Problem details.
Your reply should reproduce each line below exactly and carry none of the pictures.

##### Given entries #####

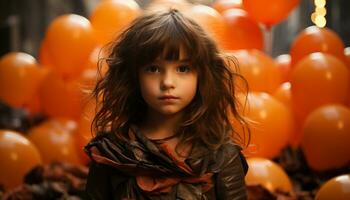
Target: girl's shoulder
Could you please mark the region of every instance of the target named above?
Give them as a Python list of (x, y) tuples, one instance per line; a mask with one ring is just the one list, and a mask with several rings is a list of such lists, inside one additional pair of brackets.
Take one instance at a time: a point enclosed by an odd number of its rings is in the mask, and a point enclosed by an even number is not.
[(220, 168), (224, 168), (236, 160), (239, 160), (242, 164), (244, 173), (247, 173), (248, 164), (245, 156), (242, 153), (242, 148), (239, 145), (234, 144), (233, 142), (227, 142), (221, 145), (215, 154), (216, 162), (219, 166), (221, 166)]

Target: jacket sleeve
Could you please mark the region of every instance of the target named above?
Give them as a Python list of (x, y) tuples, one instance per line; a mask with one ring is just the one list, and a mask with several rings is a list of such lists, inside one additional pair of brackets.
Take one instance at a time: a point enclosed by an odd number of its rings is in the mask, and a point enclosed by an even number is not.
[(89, 199), (112, 199), (112, 187), (108, 172), (109, 169), (106, 166), (94, 162), (91, 163), (85, 187)]
[(216, 174), (216, 194), (220, 200), (247, 199), (245, 174), (248, 165), (238, 146), (227, 144), (223, 151), (224, 162)]

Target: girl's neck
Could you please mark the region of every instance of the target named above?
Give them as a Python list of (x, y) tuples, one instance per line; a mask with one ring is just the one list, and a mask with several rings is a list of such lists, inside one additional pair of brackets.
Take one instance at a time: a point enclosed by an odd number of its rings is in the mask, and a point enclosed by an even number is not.
[(149, 139), (163, 139), (175, 134), (182, 119), (182, 112), (174, 115), (162, 115), (149, 111), (146, 120), (139, 125), (141, 133)]

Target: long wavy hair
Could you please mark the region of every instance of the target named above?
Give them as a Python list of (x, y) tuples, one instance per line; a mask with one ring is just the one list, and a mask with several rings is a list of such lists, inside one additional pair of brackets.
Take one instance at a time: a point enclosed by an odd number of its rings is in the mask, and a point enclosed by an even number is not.
[(247, 142), (231, 123), (234, 117), (240, 126), (247, 127), (235, 97), (237, 78), (246, 83), (237, 72), (237, 62), (221, 54), (197, 23), (174, 9), (145, 13), (111, 44), (105, 59), (108, 70), (93, 90), (98, 102), (92, 124), (94, 132), (112, 131), (127, 140), (127, 135), (118, 130), (140, 123), (147, 111), (139, 87), (139, 68), (159, 56), (178, 60), (180, 48), (187, 52), (198, 73), (198, 86), (195, 97), (184, 108), (185, 115), (177, 130), (179, 144), (201, 142), (212, 150), (232, 138), (238, 144), (248, 144), (250, 133)]

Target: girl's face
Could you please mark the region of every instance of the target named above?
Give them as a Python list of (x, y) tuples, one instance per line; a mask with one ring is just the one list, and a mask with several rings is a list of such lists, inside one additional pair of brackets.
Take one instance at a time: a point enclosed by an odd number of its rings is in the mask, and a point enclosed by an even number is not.
[(157, 59), (139, 69), (141, 94), (149, 111), (177, 114), (192, 101), (197, 91), (197, 72), (180, 49), (179, 60)]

#####

Solution.
Target: girl's shoulder
Could you please mark the region of every instance of the target named above?
Give them as a Python list of (x, y) tuples, one instance per line; a mask with one ring is just the one list, and a mask with several rings is a list of such lists, inside one additional pair of brackets.
Take one instance at a time: a point enclosed by an odd number of its rings is in the mask, and a point enclosed by an even number is not.
[(220, 168), (224, 168), (236, 160), (239, 160), (242, 164), (244, 173), (247, 173), (248, 164), (245, 156), (242, 153), (242, 148), (239, 145), (234, 144), (233, 142), (227, 142), (221, 145), (215, 154), (216, 162), (219, 166), (221, 166)]

Target: jacket sleeve
Could you please mark the region of every instance of the target named above?
Give them as a Python list of (x, y) tuples, one instance per line; a mask with one ring is just the one list, and a mask with several rings is a list of such lists, inside one additional pair of brackets.
Take one instance at a time: a point enclosed by an odd number of its rings is in the mask, and a point enclosed by an even number is not.
[(89, 199), (112, 199), (112, 187), (108, 172), (109, 169), (106, 166), (94, 162), (91, 163), (85, 187)]
[(216, 174), (216, 194), (220, 200), (247, 199), (245, 174), (248, 165), (238, 146), (227, 144), (223, 151), (224, 162)]

Target: girl's neck
Could you please mark the region of every instance of the target named above?
Give them as a Python list of (x, y) tuples, one instance per line; a mask with one ring is just the one list, and a mask with several rings is a list of such lists, inside one additional pair of brackets.
Take one instance at a time: a point enclosed by an odd number of its rings is in the mask, and a point enclosed by an even number is not.
[(149, 139), (163, 139), (175, 134), (182, 119), (182, 112), (174, 115), (162, 115), (149, 111), (146, 120), (139, 125), (141, 133)]

Target: long wavy hair
Could you please mark the region of every instance of the target named above?
Give them as a Python list of (x, y) tuples, one instance per line; a mask with one ring is just the one list, and a mask with several rings is a list of such lists, inside one additional pair of brackets.
Take one instance at a time: a point enclosed by an odd number of its rings is in the mask, and a point enclosed by an even number is not.
[(247, 142), (231, 123), (234, 117), (240, 126), (247, 127), (235, 97), (237, 78), (246, 83), (237, 72), (237, 62), (221, 54), (197, 23), (174, 9), (145, 13), (111, 44), (105, 59), (108, 70), (93, 90), (98, 102), (92, 124), (94, 132), (112, 131), (127, 140), (127, 135), (118, 130), (140, 123), (147, 111), (139, 87), (139, 68), (159, 56), (178, 60), (180, 48), (187, 52), (198, 73), (198, 86), (195, 97), (184, 108), (185, 115), (177, 130), (179, 144), (201, 142), (212, 150), (232, 138), (238, 144), (248, 144), (250, 133)]

Target: girl's face
Could you please mark the region of every instance of the target named above?
Give them as a Python list of (x, y) tuples, one instance per line; a mask with one ring is just the one list, and a mask with several rings is a list of such lists, inside one additional pair of brackets.
Take one instance at a time: a point enclosed by an odd number of its rings is in the mask, and a point enclosed by an even number is not.
[(157, 59), (139, 69), (141, 94), (149, 111), (177, 114), (192, 101), (197, 91), (197, 72), (180, 49), (179, 60)]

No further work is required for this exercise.